◆ Source information
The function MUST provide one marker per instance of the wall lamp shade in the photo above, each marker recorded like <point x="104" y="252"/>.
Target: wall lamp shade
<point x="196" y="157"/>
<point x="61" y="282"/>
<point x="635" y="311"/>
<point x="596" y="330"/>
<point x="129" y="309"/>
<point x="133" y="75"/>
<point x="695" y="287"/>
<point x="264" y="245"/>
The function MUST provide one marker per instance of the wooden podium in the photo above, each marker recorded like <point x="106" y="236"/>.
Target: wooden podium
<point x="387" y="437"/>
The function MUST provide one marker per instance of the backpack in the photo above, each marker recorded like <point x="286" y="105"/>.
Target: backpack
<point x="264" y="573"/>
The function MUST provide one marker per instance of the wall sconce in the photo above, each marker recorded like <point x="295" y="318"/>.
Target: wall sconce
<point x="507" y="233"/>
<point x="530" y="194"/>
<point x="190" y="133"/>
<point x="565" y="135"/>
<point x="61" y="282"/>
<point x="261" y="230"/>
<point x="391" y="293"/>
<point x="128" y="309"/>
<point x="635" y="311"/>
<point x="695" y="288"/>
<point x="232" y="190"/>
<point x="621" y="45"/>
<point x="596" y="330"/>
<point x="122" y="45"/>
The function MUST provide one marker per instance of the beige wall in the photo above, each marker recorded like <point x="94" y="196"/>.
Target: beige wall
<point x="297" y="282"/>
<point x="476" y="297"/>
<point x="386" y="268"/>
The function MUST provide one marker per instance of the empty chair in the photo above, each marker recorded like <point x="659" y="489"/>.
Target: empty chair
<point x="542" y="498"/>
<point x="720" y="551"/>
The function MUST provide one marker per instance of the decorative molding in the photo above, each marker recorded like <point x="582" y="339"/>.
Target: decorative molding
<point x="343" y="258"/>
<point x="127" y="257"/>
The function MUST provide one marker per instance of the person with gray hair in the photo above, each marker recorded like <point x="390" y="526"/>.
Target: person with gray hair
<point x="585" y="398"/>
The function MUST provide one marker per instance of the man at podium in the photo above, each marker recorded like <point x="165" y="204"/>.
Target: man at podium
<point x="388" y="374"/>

◆ What the exercise asks
Repeat, word for word, the lines above between the line holding "Target: wooden podium" and the line holding "the wall sconce", inclusive; omit everything else.

◆ Response for this exercise
Target: wooden podium
<point x="387" y="437"/>
The function MUST provide one marker per instance of the backpack in the photo above, each marker recorded like <point x="286" y="105"/>.
Target: backpack
<point x="264" y="573"/>
The function MUST provide one marker per instance of the wall sconce in the photo above, each marker recorded like <point x="295" y="318"/>.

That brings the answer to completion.